## INFORMATION GIVEN:
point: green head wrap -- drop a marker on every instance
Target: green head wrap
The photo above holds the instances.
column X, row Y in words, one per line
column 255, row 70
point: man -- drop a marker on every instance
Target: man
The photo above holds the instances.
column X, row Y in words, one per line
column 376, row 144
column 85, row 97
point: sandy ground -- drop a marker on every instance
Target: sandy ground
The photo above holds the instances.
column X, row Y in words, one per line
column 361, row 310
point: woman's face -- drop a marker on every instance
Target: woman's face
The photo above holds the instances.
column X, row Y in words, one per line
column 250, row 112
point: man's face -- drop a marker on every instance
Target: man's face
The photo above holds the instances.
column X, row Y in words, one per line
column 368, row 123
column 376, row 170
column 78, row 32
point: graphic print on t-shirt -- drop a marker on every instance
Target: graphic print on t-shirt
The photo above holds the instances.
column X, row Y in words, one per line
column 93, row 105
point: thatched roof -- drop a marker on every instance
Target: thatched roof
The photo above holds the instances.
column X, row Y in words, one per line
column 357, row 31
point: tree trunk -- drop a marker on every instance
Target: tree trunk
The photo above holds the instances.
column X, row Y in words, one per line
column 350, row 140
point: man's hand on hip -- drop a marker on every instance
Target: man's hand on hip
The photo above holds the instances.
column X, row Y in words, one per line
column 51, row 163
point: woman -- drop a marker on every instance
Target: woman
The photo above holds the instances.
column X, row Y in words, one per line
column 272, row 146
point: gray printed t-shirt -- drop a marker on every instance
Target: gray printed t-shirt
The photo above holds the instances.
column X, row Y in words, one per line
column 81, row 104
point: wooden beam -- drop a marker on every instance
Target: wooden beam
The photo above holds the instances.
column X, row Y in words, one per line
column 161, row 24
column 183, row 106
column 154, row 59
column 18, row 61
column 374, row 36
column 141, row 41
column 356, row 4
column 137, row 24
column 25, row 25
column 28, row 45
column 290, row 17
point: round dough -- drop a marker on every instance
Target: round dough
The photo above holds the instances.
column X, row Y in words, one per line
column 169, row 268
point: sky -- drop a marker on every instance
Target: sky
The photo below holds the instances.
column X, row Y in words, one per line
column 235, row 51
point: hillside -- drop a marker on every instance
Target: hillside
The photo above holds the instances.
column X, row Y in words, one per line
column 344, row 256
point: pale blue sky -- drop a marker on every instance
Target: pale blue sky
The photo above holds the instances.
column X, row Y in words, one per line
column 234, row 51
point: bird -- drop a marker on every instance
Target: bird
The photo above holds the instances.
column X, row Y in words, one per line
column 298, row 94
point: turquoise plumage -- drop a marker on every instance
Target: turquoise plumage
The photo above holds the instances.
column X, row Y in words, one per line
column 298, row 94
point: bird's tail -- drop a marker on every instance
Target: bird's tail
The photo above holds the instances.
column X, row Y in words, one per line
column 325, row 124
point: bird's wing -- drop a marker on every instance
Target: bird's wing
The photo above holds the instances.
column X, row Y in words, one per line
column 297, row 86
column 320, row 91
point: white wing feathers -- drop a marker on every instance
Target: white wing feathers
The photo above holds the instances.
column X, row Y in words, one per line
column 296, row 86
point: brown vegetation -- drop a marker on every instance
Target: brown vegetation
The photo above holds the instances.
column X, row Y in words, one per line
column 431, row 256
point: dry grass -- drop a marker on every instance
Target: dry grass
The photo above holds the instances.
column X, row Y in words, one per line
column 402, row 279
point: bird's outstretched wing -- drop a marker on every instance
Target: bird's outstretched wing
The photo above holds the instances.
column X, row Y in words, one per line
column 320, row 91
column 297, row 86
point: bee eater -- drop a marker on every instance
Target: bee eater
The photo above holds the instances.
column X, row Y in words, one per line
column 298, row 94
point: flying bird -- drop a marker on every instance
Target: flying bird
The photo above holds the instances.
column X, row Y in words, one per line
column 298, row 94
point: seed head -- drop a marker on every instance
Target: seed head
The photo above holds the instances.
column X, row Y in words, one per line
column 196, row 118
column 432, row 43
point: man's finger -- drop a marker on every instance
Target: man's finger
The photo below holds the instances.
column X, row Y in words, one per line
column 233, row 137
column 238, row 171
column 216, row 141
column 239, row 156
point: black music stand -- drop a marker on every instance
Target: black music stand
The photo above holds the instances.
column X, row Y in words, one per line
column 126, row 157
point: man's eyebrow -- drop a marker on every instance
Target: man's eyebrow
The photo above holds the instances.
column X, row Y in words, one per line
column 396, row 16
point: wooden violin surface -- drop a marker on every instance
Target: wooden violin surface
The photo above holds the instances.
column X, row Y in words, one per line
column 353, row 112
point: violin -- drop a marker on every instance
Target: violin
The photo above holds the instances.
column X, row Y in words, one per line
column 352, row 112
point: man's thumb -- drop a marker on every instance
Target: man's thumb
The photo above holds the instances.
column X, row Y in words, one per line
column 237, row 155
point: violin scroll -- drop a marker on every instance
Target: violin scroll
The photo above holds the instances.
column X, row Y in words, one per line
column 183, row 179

## TASK DESCRIPTION:
Copy all of the items above line for line, keeping every character the same.

## CORRECT OUTPUT:
point: green head wrap -- drop a marker on every instance
Target: green head wrap
The photo above holds the instances.
column X, row Y in words, one per line
column 255, row 70
point: man -- drop a marker on every instance
Target: man
The photo above holds the instances.
column X, row Y in words, one per line
column 376, row 144
column 85, row 97
point: sandy ground -- drop a marker on every instance
Target: sandy ground
The photo above holds the instances.
column X, row Y in words, one per line
column 361, row 310
point: woman's face -- drop a marker on every instance
Target: woman's face
The photo above holds the instances.
column X, row Y in words, one per line
column 250, row 112
point: man's face -- drop a marker on every instance
Target: man's face
The photo above holds the instances.
column X, row Y in words, one per line
column 368, row 123
column 376, row 170
column 78, row 32
point: graphic print on t-shirt -- drop a marker on every instance
Target: graphic print on t-shirt
The photo above holds the instances.
column X, row Y in words, one per line
column 93, row 105
point: thatched roof -- drop a marker on every instance
Target: thatched roof
The photo above holds the instances.
column X, row Y in words, one per line
column 357, row 31
point: tree trunk -- drop a marker on every instance
Target: tree trunk
The photo above holds the instances.
column X, row Y in words, one per line
column 350, row 140
point: man's hand on hip -- drop a marker on every instance
Target: man's hand on hip
The photo above holds the instances.
column X, row Y in words, one per line
column 51, row 163
point: woman -- drop a marker on every instance
Target: woman
The photo above holds the instances.
column X, row Y in words, one per line
column 272, row 146
point: gray printed t-shirt -- drop a marker on every instance
Target: gray printed t-shirt
The photo above holds the instances.
column X, row Y in words, one per line
column 81, row 104
point: wooden beam -- drop a marker on every instance
Target: wooden beam
The photo above holds the instances.
column X, row Y in words, one per line
column 161, row 24
column 183, row 106
column 154, row 59
column 18, row 61
column 374, row 36
column 141, row 41
column 356, row 4
column 137, row 24
column 25, row 25
column 28, row 45
column 290, row 17
point: round dough -- drop a marker on every instance
Target: round dough
The photo above holds the instances.
column X, row Y in words, one per line
column 169, row 268
point: sky -- drop a marker on every instance
Target: sky
The photo below holds the instances.
column X, row Y in words, one per line
column 235, row 51
point: hillside -- drop a marker on every instance
Target: hillside
The photo above holds the instances.
column X, row Y in words, one per line
column 344, row 256
point: pale blue sky -- drop a marker on every instance
Target: pale blue sky
The photo above holds the instances.
column X, row Y in words, one per line
column 234, row 51
point: bird -- drop a marker on every instance
Target: bird
The photo above holds the instances.
column X, row Y in words, one per line
column 298, row 94
point: turquoise plumage -- drop a marker on every instance
Target: turquoise plumage
The photo above holds the instances.
column X, row Y in words, one per line
column 298, row 94
point: bird's tail -- drop a marker on every instance
Target: bird's tail
The photo above holds the instances.
column X, row Y in words, one per line
column 325, row 124
point: bird's wing -- drop a marker on every instance
Target: bird's wing
The photo above holds the instances.
column X, row Y in words, one per line
column 297, row 86
column 320, row 91
point: white wing feathers -- drop a marker on every instance
Target: white wing feathers
The photo above holds the instances.
column X, row Y in words, one per line
column 296, row 86
point: brown vegetation -- drop a marker on every instance
Target: brown vegetation
The photo above holds the instances.
column X, row Y in words, one per line
column 431, row 256
point: dry grass -- drop a marker on every instance
Target: dry grass
The photo above holds the instances.
column X, row Y in words, one per line
column 402, row 279
point: bird's outstretched wing -- drop a marker on every instance
Target: bird's outstretched wing
The photo above holds the instances.
column X, row Y in words, one per line
column 320, row 91
column 297, row 86
point: bee eater -- drop a marker on every instance
Target: bee eater
The photo above holds the instances.
column X, row Y in words, one per line
column 298, row 94
point: flying bird -- drop a marker on every instance
Target: flying bird
The photo above holds the instances.
column X, row Y in words, one per line
column 298, row 94
point: seed head -- drop a marker on every instance
Target: seed head
The photo above holds the instances.
column X, row Y in words, one per line
column 196, row 118
column 432, row 43
point: man's finger -- drop a marker on every instance
Target: man's finger
The photo below holds the instances.
column X, row Y in words, one per line
column 233, row 137
column 238, row 171
column 216, row 141
column 239, row 156
point: black music stand -- drop a marker on every instance
Target: black music stand
The photo above holds the instances.
column X, row Y in words, one per line
column 126, row 157
point: man's eyebrow -- drop a marker on every instance
Target: man's eyebrow
The photo above holds the instances.
column X, row Y in words, one per line
column 396, row 16
point: wooden violin surface -- drop a marker on every instance
Target: wooden violin surface
The photo above holds the instances.
column X, row Y in words, one per line
column 353, row 112
point: violin -- drop a marker on every instance
Target: violin
The photo above holds the instances.
column X, row Y in words, one per line
column 352, row 112
point: man's thumb -- drop a marker on every instance
Target: man's thumb
The photo above holds the instances.
column X, row Y in words, one per line
column 237, row 155
point: violin scroll -- drop a marker on every instance
Target: violin scroll
The photo above holds the instances.
column X, row Y in words, one per line
column 183, row 179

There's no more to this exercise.